Rewrite the records from the line with "find the distant" to the line with "xmin=400 ymin=5 xmax=692 ymax=601", replacing "distant palm tree" with "leaning palm tree" and changing nothing else. Return only those lines.
** START DATA ROWS **
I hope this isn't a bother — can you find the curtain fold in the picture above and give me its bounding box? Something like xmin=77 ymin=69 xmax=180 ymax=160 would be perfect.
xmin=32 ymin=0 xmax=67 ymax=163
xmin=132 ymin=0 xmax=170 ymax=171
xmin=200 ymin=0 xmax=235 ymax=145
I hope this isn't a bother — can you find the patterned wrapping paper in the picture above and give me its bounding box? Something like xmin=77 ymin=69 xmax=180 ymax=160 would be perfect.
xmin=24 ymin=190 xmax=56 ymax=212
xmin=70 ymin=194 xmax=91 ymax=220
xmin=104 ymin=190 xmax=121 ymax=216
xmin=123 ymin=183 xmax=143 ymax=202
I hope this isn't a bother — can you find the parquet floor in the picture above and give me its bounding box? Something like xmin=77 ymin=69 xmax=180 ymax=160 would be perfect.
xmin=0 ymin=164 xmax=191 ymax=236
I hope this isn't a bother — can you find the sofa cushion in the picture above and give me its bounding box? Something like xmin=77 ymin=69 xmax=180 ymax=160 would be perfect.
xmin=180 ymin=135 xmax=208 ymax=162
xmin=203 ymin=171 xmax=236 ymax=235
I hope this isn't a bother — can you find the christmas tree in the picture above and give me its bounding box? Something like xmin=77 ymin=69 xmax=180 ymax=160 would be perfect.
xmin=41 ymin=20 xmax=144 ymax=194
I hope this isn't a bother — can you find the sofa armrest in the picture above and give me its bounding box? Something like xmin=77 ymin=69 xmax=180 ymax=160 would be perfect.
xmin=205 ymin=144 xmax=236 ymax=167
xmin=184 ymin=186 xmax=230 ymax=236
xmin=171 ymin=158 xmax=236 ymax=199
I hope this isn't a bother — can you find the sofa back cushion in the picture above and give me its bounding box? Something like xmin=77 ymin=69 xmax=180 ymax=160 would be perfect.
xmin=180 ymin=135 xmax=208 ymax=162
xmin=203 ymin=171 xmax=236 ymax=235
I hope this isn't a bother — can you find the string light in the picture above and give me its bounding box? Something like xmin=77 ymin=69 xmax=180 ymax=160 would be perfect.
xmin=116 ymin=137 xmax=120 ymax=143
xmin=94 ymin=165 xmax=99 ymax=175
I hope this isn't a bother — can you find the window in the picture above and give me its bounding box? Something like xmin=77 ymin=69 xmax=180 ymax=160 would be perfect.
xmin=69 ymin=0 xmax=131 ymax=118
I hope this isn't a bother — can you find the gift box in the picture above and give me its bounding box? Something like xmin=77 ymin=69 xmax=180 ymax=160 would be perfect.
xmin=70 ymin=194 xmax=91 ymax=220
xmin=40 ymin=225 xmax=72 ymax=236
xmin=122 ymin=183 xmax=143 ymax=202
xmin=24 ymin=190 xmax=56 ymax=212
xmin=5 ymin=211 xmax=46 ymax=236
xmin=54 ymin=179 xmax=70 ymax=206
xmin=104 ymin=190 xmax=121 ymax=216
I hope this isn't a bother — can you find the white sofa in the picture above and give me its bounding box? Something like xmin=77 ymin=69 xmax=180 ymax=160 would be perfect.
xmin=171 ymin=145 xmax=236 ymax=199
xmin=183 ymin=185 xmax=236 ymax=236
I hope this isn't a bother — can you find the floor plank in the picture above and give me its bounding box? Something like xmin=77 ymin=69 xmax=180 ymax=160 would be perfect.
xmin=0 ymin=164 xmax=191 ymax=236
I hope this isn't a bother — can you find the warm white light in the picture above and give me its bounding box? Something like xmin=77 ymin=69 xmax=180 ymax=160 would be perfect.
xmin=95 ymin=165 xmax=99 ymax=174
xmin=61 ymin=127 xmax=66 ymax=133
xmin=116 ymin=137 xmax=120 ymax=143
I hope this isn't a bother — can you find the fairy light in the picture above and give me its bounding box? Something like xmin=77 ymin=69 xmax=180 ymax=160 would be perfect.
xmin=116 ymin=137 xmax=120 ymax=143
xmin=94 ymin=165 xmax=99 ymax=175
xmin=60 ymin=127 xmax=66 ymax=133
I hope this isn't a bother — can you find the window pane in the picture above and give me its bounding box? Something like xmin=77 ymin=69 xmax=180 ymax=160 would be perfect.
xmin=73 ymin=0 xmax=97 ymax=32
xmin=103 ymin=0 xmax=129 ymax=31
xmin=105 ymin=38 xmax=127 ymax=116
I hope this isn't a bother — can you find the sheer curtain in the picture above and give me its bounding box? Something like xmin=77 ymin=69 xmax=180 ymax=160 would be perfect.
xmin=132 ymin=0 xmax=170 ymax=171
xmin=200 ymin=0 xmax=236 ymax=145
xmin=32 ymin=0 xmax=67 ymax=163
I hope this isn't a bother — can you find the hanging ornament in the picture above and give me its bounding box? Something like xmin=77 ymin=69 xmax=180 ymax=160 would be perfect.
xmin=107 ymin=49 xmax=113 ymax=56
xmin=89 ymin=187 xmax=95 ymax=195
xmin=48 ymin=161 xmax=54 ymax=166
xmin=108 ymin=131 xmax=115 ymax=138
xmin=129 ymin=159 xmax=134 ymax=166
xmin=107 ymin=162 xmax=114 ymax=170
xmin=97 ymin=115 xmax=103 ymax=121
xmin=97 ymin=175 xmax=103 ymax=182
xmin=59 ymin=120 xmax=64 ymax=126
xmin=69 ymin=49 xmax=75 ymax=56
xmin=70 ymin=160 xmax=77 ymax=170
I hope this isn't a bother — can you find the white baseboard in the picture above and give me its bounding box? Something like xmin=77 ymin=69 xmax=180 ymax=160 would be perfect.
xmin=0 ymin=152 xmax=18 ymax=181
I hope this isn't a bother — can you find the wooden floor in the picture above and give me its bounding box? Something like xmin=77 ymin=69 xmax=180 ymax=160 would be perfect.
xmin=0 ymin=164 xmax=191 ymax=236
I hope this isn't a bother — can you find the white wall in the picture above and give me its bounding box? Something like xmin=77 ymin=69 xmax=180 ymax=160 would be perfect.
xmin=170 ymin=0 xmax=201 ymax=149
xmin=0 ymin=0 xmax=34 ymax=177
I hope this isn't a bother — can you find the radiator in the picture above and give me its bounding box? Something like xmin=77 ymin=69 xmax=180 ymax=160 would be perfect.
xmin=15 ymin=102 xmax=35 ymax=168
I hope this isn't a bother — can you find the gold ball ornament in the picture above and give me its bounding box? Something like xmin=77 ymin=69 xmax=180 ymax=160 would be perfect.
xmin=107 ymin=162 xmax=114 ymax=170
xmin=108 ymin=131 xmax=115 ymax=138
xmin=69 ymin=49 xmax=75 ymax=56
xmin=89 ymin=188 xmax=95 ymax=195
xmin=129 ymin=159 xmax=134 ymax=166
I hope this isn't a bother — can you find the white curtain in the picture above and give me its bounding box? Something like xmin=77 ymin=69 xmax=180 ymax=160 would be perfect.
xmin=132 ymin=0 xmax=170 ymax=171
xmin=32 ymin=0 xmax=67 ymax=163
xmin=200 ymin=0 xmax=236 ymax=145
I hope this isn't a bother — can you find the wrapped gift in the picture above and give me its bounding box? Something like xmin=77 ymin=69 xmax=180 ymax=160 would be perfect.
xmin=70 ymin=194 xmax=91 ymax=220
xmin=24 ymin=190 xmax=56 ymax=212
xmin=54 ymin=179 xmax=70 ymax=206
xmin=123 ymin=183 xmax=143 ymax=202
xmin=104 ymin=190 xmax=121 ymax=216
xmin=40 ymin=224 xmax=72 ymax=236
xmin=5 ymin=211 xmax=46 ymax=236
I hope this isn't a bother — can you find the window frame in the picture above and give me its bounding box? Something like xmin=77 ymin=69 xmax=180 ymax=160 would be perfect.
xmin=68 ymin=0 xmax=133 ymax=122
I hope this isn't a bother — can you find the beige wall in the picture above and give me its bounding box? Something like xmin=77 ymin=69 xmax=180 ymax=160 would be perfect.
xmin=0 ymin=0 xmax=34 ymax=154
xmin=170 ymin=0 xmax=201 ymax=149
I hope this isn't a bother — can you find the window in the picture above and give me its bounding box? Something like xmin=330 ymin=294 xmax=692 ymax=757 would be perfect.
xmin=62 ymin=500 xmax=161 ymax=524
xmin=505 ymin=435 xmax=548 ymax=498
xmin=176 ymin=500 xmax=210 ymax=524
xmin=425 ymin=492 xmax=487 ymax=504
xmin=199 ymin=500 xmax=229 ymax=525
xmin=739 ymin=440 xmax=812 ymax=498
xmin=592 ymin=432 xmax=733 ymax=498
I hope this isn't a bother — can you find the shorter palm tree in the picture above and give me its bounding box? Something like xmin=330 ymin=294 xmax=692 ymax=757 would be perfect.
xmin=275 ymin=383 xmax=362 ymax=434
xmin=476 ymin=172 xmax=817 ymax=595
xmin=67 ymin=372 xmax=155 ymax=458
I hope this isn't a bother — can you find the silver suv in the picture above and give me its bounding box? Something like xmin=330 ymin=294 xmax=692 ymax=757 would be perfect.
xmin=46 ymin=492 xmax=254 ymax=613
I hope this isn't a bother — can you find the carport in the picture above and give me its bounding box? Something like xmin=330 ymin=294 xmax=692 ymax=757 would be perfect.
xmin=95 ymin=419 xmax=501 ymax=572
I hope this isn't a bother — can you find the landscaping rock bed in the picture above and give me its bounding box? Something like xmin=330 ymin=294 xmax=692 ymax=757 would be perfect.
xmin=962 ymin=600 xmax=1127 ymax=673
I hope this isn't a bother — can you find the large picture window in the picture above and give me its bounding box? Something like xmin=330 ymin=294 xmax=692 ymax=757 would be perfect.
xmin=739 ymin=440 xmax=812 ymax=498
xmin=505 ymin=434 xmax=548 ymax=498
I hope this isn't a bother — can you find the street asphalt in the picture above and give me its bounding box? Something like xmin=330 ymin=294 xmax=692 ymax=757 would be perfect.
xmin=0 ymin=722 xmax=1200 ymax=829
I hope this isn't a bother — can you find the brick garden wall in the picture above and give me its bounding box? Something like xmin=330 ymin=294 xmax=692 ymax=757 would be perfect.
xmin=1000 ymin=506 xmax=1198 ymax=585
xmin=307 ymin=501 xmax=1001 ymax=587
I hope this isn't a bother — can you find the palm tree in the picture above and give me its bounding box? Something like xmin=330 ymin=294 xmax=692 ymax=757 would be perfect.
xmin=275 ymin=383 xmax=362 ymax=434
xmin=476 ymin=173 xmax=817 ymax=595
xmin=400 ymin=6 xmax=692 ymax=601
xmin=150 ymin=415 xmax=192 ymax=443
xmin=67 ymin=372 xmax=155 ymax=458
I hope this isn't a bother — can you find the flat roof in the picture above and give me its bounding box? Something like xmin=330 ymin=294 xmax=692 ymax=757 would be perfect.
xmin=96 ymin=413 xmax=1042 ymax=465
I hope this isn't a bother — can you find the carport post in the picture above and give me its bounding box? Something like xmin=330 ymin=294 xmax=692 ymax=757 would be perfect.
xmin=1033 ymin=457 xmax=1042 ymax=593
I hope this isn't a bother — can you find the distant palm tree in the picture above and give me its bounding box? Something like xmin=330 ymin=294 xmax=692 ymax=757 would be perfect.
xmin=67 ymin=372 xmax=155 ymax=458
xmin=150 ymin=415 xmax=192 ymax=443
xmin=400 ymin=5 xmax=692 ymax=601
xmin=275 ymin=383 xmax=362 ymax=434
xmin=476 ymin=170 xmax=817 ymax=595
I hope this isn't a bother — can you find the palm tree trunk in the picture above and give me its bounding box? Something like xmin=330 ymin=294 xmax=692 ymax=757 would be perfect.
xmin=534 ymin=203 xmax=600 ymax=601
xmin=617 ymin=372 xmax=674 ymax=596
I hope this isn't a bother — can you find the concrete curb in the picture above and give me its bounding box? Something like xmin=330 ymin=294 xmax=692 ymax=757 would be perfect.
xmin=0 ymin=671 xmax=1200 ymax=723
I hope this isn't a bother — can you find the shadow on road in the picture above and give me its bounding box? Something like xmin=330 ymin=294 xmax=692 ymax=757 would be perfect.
** END DATA ROWS **
**ANSWER FOR THIS EXERCISE:**
I hope this isn't a bother — can you find the leaning palm tree in the picture above and give me its bounding box? Something like xmin=330 ymin=294 xmax=692 ymax=757 would be perfect.
xmin=67 ymin=372 xmax=155 ymax=458
xmin=150 ymin=415 xmax=192 ymax=443
xmin=400 ymin=5 xmax=692 ymax=601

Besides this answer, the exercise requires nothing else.